→ **Exercise prompt**
Copy the stretch of the listing from the line that contains "Practice. Pick out the white table" through the end, renaming "nightstand" to "bedside table" and leaving everything else the same.

Rows from a dataset:

◆ ◆ ◆ ◆

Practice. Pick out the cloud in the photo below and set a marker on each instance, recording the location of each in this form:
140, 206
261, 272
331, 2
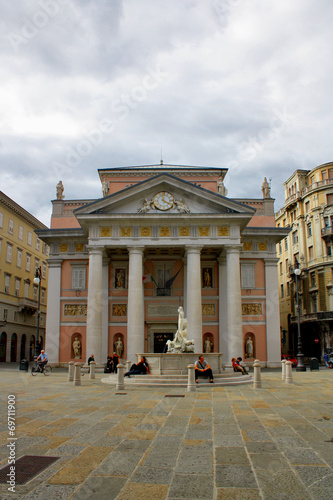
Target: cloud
243, 85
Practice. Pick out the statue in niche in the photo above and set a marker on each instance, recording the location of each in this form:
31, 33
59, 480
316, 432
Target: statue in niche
266, 189
77, 348
60, 191
119, 346
208, 345
249, 348
180, 343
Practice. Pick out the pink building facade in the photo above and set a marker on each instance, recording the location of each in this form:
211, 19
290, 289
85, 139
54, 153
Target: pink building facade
160, 237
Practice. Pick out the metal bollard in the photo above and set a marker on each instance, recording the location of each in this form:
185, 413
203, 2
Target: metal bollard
289, 372
120, 377
283, 363
257, 375
77, 374
191, 387
92, 365
71, 371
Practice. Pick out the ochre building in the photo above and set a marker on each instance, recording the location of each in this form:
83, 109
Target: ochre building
160, 237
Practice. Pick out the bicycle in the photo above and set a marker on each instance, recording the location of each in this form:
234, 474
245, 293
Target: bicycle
47, 369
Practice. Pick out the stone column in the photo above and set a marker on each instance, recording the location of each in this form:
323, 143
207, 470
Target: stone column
193, 299
234, 304
135, 307
95, 305
52, 337
223, 308
273, 336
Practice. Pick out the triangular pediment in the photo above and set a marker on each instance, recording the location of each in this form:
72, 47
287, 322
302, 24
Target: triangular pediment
164, 195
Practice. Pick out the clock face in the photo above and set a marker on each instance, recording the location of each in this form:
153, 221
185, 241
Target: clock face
163, 200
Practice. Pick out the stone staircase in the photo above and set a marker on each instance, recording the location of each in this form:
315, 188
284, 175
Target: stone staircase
220, 380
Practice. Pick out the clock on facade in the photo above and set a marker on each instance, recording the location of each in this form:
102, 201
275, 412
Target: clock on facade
163, 200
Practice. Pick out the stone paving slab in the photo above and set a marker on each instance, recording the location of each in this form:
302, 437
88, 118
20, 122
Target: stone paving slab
216, 443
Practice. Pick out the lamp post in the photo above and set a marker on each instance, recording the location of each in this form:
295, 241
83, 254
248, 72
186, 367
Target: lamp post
37, 281
300, 361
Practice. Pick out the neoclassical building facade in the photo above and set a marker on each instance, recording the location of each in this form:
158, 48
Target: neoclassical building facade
160, 237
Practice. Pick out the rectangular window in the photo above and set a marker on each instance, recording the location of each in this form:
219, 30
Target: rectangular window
9, 253
248, 276
7, 283
78, 277
295, 237
17, 287
19, 258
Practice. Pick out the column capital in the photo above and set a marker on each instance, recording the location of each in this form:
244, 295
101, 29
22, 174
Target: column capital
193, 249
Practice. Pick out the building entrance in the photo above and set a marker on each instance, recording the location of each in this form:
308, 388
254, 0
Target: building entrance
160, 339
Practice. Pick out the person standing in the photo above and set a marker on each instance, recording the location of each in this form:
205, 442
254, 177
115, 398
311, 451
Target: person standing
202, 369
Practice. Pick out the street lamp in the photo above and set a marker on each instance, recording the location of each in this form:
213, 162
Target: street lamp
37, 281
300, 361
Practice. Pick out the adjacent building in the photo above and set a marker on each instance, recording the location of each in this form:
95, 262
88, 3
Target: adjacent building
160, 237
21, 254
308, 213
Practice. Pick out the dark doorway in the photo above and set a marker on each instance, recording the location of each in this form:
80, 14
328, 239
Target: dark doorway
160, 339
3, 347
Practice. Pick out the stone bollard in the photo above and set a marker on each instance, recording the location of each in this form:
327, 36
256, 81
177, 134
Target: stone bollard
77, 374
257, 375
71, 371
191, 387
120, 386
289, 372
92, 365
283, 363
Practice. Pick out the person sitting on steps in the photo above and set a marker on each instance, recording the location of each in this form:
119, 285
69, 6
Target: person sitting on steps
237, 367
140, 368
202, 369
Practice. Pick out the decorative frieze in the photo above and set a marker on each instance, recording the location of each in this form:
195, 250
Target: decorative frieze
75, 310
208, 309
105, 232
119, 309
252, 309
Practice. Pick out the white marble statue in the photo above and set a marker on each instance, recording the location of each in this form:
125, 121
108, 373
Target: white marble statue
180, 343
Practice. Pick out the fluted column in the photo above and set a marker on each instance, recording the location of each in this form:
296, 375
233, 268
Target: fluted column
193, 300
95, 305
223, 307
273, 335
135, 312
52, 337
234, 303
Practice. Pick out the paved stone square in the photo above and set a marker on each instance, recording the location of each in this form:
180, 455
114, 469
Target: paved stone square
216, 443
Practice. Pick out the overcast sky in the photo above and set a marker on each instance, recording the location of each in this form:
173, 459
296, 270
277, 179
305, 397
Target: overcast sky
87, 84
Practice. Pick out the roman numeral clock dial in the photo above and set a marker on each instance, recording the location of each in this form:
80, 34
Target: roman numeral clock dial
163, 200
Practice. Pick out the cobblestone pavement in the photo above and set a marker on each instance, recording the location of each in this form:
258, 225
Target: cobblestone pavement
217, 443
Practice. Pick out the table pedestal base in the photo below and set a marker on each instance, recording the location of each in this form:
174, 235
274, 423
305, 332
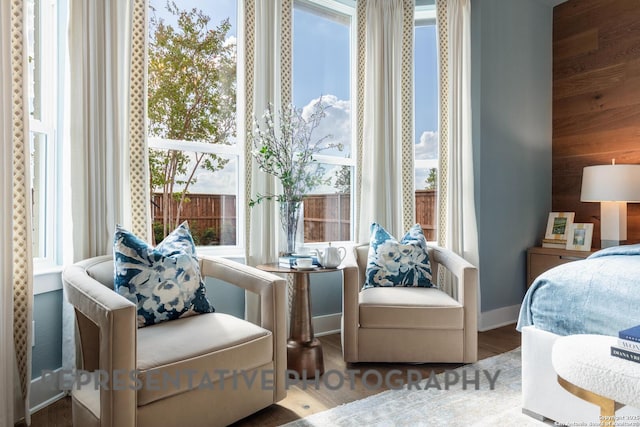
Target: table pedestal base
305, 358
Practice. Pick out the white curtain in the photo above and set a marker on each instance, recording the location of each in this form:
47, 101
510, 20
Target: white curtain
387, 128
16, 265
99, 51
261, 242
106, 130
457, 225
267, 59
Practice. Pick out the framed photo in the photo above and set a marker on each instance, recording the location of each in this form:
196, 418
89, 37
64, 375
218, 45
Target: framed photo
559, 225
580, 236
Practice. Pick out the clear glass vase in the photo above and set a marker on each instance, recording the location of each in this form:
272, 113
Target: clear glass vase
292, 225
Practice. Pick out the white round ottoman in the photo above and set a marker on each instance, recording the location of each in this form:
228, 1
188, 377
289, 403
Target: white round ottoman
586, 369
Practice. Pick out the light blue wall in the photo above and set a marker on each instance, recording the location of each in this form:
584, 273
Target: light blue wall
326, 295
47, 314
511, 101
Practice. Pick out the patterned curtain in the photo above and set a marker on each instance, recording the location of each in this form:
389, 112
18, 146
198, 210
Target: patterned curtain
16, 294
384, 182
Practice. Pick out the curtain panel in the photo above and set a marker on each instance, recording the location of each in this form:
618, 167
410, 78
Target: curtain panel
457, 226
16, 285
266, 51
106, 130
385, 187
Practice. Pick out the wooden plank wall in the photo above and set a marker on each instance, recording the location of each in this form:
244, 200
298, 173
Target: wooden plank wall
596, 99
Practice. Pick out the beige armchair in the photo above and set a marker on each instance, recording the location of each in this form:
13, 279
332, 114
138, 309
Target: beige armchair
205, 370
406, 324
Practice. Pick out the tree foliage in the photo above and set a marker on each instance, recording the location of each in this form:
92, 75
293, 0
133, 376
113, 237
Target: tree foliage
431, 182
191, 97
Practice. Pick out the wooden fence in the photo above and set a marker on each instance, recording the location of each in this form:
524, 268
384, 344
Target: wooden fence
212, 217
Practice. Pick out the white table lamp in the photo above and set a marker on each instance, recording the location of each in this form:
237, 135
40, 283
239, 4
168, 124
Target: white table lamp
613, 186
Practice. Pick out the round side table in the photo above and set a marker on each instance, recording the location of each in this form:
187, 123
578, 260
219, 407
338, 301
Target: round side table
304, 351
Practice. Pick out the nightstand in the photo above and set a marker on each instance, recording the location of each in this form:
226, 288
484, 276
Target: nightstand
541, 259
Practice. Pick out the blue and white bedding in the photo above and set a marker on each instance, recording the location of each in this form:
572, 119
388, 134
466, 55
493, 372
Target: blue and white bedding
598, 295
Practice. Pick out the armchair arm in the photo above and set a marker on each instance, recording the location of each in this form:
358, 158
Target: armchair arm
273, 304
115, 318
350, 307
467, 286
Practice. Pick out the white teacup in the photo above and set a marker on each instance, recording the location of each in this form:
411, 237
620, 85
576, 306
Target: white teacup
304, 250
304, 262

◆ ◆ ◆ ◆

→ **Right answer**
Practice. Pick out the white table lamp in the photo above and set a marker on each instance, recording the location of each in this form:
237, 135
40, 283
239, 4
168, 124
Target: white table lamp
613, 186
Practice. Pick out the round side table in the photo above and set a marker on each instance, recording the location of each in this form:
187, 123
578, 260
219, 407
338, 301
Target: round side table
304, 351
Practice. Pick out the bedside table in the photo above and set a marker on each instance, recording the location of each in this form:
226, 288
484, 276
Target: bedside table
541, 259
Practice. Pick out the blue and white bedding in the photo above and set a marker on each instance, recording the location of each in this form:
572, 119
388, 134
466, 55
493, 372
Target: blue and white bedding
598, 295
Practice. Pick out the armchair arm in the photo above and set a marker on each instance, recording the location of each in this form:
358, 158
Target: armchair arm
273, 304
115, 318
350, 307
467, 286
Practice. Pick out the white teacup in the photo above and set a marker on each instance, recording the location of each in this form:
411, 237
620, 85
576, 306
Target: white teacup
304, 250
304, 262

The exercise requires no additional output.